Belge:
_ _ _ _ _ _ _

Zangırt Köyü oto-soykırımının haklı nedenleri

Mehmet Can Öztürk bildirdi.....

İnsan evladının ele geçirdiği sosyal ya da siyasal gücü kullanma şekli, kişiliğinin ahlaki ve
psikolojik değerlerini ortaya koyar.
Güç/iktidar bir şekilde ruh hastası, cahil ve bağnaz kafanın eline geçtiğinde, bu gücü/iktidarı toplumun yararına kullanması ihtimali çok düşüktür.

Çünkü; sosyal veya siyasi gücü (iktidarı) eline geçiren cahil ve bağnaz kafa, insanları gücü olan ve ve olmayan şeklinde ikiye ayırıp, sadece güçlünün gücüne saygı duyar.

Kendisinin onaylamadığı, ‘ahlak dışı’ bulduğu gruplarla muhatap olurken de gücünü/iktidarını kötüye kullanır. Onaylamadığı güçsüz gruplar; kredi kartı borcunu ödeyemeyen kifayetsizler de (!) olabilir, içki içenler de, mini etek giyenler vs. de.

Güç/iktidar sahibi bağnaz, gücünü en fazla psikolojik olarak sorunlu olduğu alanlarda kötüye kullanır.

_ _ _ _ _ _ _

Listelenen girdiler:

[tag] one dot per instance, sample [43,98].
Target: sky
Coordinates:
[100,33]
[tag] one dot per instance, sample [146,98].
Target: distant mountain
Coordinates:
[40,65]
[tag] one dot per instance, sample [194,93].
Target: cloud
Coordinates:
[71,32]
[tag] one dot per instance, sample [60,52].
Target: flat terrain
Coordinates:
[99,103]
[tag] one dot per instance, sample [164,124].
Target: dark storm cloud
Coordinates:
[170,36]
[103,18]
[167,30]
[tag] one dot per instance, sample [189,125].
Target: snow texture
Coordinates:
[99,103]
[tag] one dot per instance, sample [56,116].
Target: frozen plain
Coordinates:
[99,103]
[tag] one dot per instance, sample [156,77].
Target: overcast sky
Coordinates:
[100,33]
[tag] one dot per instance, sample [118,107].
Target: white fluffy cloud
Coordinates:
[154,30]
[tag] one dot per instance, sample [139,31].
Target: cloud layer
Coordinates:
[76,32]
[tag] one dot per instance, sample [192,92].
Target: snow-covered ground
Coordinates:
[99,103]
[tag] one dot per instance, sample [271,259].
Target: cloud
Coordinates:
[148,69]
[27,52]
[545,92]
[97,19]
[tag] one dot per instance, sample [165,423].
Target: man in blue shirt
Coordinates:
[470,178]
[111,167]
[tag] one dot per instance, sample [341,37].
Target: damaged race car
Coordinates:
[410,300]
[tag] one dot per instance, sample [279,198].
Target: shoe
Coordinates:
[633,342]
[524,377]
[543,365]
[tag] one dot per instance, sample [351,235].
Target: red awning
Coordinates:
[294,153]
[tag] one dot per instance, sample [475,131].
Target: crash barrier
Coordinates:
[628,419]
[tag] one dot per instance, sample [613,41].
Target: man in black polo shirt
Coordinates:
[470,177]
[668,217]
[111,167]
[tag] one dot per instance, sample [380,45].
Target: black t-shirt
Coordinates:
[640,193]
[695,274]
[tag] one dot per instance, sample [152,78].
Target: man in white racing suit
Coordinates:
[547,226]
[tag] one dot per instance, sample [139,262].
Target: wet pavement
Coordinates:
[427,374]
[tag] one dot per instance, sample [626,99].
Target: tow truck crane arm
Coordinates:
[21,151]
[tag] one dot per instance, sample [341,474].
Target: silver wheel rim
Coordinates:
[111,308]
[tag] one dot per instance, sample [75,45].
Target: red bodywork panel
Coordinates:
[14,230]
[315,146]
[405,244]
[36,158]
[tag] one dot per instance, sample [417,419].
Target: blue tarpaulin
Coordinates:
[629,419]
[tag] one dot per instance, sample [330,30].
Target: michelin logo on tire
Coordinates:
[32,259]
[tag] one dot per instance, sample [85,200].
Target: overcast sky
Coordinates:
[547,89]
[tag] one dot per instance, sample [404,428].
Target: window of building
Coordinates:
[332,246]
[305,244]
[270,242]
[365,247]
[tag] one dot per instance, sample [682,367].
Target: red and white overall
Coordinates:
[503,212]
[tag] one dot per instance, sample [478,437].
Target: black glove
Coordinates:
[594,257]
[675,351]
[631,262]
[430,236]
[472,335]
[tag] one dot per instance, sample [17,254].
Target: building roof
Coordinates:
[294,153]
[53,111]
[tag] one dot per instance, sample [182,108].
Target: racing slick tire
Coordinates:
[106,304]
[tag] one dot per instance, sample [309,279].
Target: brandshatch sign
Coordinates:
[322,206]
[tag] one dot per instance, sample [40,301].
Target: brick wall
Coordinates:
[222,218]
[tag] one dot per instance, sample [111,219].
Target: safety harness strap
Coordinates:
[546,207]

_ _ _ _ _ _ _

Yazılı görev 1:
Güç ve iktidar yazısında, güç sahibi bağnazın onaylamadığı güçsüz gruplara örnek olarak hangileri sayılıyor?
Yazılı görev 2:
Güç ve iktidar yazısını son cümlesinden sonra kaldığı yerden sürdürebilir misin?

Görev yanıtı 1:
- Kredi kartı borcunu ödeyemeyen kifayetsizler
- İçki içenler
- Mini etek giyenler

Görev yanıtı 2:
İslamiyetin dayattığı otoriteryen ahlak, toplumun bazı kesimlerini ‘ahlaksız’ olarak etiketlerken, güç/ iktidar sahiplerine gücü kötüye kullanma yetkisi verir.


Uzun lafın kısası; aslında insan evladını iktidar bozmaz, iktidar ancak varolan erdemlerini ya da arızalarını ortaya çıkartır. O sebepten;

Zangırt köyünün kendi akrabalarına soykırım yapan katil adamlarını,

Mustafa Erdoğan’ın dansçısını nasıl olup da tokatladığını,

Tunceli Valisi’ne ‘hazzzrol’ da durmayan öğretmeni korumaların neden dövdüğünü,

Akepe’li Belediye Meclis Üyesi’nin gazeteciye nasıl olup da sille tokat girişebildiğini,

Recep Bey’in durup durup vatandaşa neden kafa attığını çözebilmek için;

Türkiye’de ‘gücün (iktidarın) kötüye kullanılması (power abuse)’ , ‘yetki aşımı’ , ‘güçlünün zayıfı ezmesi (bullying)’, ‘psikolojik yıldırma(mobbing)’ kavramlarının imanına kadar deşilmesi, konuşulması gerekir .

Bizim memlekette (TSK hariç), Cumhurbaşkanından tut dolmuş şoföründen çık, analık-babalıktan tut medya patronluğundan çık, aklına gelen gelmeyen hiç kimsenin yaptığı işin sınırları belirgin çizgilerle çizilmemiştir (CB’nın görev süresi bile yeni belli oldu). Herkes kendisinin (ya da kurumunun) görev tanımını işine geldiği şekilde esnetip daraltabilir.

Görevi kızını en donanımlı şekilde hayata hazırlamak olan baba, kendisine ‘görev daraltma’ operasyonu yapar, babalığı ‘kızlık zarı koruması’na indirgeyerek yorumlar. Kendi işini kolaylaştırır.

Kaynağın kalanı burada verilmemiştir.